=== Supplied entries ===
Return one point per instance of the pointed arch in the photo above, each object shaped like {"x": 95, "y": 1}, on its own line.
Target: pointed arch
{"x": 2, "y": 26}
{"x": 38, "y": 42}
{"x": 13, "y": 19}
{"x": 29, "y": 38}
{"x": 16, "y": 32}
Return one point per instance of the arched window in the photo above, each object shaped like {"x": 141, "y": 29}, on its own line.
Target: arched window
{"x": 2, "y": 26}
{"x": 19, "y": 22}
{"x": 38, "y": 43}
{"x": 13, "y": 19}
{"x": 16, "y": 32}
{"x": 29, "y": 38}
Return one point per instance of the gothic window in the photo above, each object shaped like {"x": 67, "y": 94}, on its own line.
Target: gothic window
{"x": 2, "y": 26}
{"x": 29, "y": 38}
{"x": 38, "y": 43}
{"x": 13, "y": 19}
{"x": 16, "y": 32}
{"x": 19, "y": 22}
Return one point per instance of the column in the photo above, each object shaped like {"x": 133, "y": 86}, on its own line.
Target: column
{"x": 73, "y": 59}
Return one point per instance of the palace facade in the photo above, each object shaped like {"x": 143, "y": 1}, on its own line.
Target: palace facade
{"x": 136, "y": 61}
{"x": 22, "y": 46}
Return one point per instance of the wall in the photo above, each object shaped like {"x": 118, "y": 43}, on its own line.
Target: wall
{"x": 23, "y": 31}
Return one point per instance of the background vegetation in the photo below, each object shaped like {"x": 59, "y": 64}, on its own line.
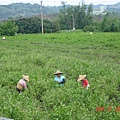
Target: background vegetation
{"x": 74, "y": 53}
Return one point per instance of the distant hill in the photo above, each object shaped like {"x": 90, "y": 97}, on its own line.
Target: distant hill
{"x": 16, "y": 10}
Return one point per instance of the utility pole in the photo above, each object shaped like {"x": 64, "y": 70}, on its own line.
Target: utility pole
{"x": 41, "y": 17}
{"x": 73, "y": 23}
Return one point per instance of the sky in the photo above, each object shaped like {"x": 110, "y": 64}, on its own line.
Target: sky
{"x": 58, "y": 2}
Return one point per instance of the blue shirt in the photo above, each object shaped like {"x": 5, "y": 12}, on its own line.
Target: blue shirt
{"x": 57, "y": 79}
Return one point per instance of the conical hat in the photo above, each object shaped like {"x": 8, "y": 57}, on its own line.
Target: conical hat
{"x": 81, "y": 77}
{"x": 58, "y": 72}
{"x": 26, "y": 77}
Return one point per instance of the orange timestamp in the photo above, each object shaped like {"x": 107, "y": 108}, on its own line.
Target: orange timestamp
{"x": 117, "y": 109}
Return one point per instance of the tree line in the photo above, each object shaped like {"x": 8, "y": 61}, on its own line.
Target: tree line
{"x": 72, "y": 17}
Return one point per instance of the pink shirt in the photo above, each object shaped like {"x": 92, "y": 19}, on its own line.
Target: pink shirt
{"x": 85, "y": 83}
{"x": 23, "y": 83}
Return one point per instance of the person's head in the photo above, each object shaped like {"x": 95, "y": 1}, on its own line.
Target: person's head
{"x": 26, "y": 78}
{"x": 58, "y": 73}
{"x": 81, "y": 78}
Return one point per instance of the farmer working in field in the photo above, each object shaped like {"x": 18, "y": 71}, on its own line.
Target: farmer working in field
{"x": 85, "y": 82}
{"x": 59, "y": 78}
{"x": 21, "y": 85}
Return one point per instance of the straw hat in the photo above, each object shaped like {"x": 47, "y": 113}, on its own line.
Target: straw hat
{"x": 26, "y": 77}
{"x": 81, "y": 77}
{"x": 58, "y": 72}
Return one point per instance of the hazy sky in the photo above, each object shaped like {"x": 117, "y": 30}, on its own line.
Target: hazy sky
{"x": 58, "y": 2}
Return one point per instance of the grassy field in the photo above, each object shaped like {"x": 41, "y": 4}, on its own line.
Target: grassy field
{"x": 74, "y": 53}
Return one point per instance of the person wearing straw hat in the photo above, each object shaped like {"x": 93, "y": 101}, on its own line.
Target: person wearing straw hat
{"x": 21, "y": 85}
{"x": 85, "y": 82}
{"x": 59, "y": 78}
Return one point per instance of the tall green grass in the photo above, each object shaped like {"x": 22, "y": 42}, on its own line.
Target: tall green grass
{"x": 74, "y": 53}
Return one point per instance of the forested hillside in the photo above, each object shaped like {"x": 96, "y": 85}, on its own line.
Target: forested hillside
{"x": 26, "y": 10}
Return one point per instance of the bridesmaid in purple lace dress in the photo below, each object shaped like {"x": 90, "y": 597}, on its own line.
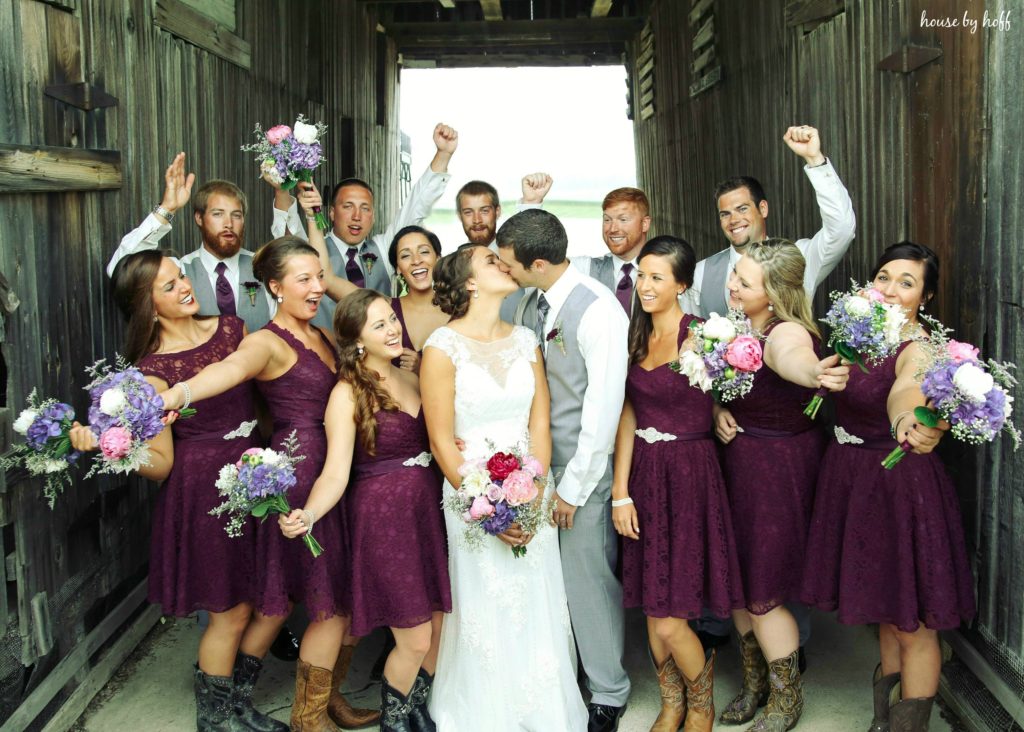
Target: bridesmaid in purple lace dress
===
=== Supplied entries ===
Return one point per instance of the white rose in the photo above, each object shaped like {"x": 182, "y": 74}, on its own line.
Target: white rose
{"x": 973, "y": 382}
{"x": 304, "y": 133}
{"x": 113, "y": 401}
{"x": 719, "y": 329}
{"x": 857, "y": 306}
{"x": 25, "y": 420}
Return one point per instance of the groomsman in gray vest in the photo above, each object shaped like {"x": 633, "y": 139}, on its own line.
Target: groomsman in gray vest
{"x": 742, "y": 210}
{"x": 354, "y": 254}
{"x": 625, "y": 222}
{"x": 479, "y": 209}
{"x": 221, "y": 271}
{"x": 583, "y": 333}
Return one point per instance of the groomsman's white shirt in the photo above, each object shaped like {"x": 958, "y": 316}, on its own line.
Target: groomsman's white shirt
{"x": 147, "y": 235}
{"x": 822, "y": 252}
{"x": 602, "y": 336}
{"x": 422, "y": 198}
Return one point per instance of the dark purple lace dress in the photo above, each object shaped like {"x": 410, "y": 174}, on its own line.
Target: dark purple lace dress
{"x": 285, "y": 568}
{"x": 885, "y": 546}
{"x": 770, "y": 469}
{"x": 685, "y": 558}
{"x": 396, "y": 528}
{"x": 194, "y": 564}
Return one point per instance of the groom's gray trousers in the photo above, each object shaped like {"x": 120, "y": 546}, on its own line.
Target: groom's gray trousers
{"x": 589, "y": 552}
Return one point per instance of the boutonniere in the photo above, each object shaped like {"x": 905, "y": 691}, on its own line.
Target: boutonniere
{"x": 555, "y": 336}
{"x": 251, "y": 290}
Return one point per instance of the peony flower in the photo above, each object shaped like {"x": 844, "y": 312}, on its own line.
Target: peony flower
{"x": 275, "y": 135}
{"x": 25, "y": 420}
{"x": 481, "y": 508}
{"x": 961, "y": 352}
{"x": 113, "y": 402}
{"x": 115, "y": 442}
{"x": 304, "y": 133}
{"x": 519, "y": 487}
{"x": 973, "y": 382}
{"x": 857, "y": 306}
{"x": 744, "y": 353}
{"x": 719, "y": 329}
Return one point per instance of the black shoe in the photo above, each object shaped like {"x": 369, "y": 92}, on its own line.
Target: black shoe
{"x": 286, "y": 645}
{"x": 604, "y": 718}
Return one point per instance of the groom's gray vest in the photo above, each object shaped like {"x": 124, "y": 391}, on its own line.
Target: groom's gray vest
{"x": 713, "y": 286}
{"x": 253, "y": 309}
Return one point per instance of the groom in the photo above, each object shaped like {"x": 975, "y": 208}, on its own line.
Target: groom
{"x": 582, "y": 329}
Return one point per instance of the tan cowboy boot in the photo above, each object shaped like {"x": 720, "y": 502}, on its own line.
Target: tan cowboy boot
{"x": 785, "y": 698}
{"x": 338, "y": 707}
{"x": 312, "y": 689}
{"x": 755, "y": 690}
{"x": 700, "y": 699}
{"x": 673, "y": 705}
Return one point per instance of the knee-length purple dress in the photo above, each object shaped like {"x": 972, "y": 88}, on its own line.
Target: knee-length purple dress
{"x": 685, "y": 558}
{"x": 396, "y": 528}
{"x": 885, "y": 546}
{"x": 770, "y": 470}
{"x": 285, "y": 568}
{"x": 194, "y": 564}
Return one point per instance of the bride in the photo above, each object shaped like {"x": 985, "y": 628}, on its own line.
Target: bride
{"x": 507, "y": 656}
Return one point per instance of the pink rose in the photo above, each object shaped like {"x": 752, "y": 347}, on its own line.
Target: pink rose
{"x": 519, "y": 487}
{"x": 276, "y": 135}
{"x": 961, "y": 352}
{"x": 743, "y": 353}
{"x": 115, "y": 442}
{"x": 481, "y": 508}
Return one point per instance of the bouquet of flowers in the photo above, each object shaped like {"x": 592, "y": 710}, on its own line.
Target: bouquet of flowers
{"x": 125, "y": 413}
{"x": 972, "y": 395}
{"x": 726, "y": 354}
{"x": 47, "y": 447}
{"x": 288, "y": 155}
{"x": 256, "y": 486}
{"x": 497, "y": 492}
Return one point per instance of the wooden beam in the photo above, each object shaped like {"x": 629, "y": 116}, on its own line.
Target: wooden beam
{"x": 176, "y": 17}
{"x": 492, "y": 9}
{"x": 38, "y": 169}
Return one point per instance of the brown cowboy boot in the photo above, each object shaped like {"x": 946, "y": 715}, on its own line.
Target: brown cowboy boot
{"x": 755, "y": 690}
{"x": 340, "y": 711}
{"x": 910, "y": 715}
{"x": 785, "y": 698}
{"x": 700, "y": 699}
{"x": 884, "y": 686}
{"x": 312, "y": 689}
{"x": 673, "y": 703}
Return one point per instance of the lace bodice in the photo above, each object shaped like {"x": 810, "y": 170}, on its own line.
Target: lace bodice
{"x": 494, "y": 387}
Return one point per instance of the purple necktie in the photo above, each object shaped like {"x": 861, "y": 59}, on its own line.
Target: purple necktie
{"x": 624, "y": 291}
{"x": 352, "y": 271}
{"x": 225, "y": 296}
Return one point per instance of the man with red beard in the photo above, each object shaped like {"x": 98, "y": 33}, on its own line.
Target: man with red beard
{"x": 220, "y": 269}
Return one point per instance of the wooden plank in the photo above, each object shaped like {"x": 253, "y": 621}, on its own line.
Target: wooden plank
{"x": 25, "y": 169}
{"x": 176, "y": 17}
===
● Work instructions
Rewrite the part that opens with the line containing "Return one point per instance of the person's" and closes with the line containing "Target: bridesmaid in purple lace dress", replacing every occurrence of "straw hat" with "sun hat" and changing nothing else. Omit the pictures from the answer.

● Exercise response
Return one point per instance of the person's head in the photo above, each object shaped like {"x": 95, "y": 1}, on its own line.
Target: person's head
{"x": 26, "y": 78}
{"x": 58, "y": 73}
{"x": 81, "y": 78}
Return one point per instance of the farmer working in field in the photo above, each object shaped like {"x": 18, "y": 71}, on its own line.
Target: farmer working in field
{"x": 85, "y": 82}
{"x": 59, "y": 78}
{"x": 21, "y": 85}
Return one point per instance of the sun hat in the photo above, each object shaped like {"x": 47, "y": 113}, on its own line.
Target: sun hat
{"x": 26, "y": 77}
{"x": 81, "y": 77}
{"x": 58, "y": 72}
Return one point per instance of the hazy sky in the photo above, each object shaped like {"x": 117, "y": 30}, on its own line.
Target: hazy sky
{"x": 58, "y": 2}
Return one point per instance of the grassy field in the photo above, each object shaped like {"x": 41, "y": 4}, on its own line.
Target: grassy field
{"x": 74, "y": 53}
Return one point per instance of the person wearing sun hat in the photo above, each object shaped like {"x": 93, "y": 101}, on its own line.
Target: person wearing sun hat
{"x": 21, "y": 85}
{"x": 85, "y": 82}
{"x": 59, "y": 78}
Return one point per instance of the tall green grass in the photo above, each object shaped like {"x": 22, "y": 42}, on its own line.
Target: tall green grass
{"x": 74, "y": 53}
Return one point per instance of the forested hillside in the photo above, each object shaped like {"x": 96, "y": 85}, on its own line.
Target: forested hillside
{"x": 26, "y": 10}
Return one point per instance of the bridesmaid in purple lace dress in the photo below, each object shaped like {"x": 90, "y": 597}, on its own line.
Target: bridesmaid in purple lace dress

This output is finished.